-------- EXERCISE INPUT

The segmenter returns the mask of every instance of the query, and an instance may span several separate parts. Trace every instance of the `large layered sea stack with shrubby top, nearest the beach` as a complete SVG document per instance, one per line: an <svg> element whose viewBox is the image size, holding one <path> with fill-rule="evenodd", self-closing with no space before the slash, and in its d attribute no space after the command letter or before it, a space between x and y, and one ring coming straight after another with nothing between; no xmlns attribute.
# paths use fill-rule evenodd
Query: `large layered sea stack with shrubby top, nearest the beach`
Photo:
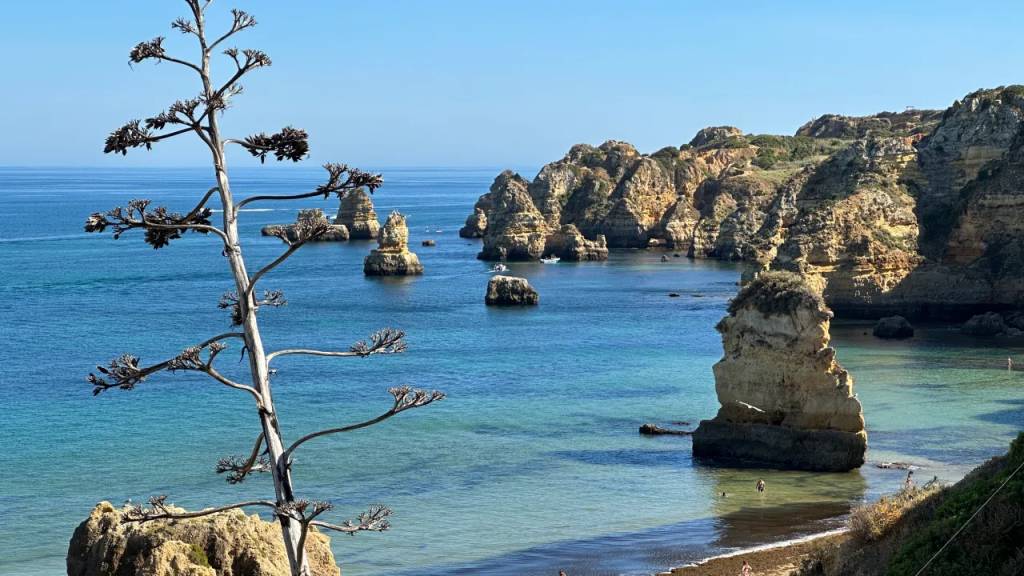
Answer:
<svg viewBox="0 0 1024 576"><path fill-rule="evenodd" d="M717 326L722 406L693 434L695 458L817 471L864 463L864 417L828 345L831 316L793 273L764 273L739 291Z"/></svg>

----------------

EXERCISE GOAL: Please output only the lines running from the one that holds "# paths use fill-rule evenodd" through the last line of the entries, both ends included, without any images.

SOLUTION FOR THIS EXERCISE:
# paths use fill-rule evenodd
Query: `large layered sea stack with shrubby top, nearest the beach`
Photo:
Answer:
<svg viewBox="0 0 1024 576"><path fill-rule="evenodd" d="M717 326L722 406L693 434L695 458L817 471L864 463L864 417L828 345L831 316L793 273L764 273L739 291Z"/></svg>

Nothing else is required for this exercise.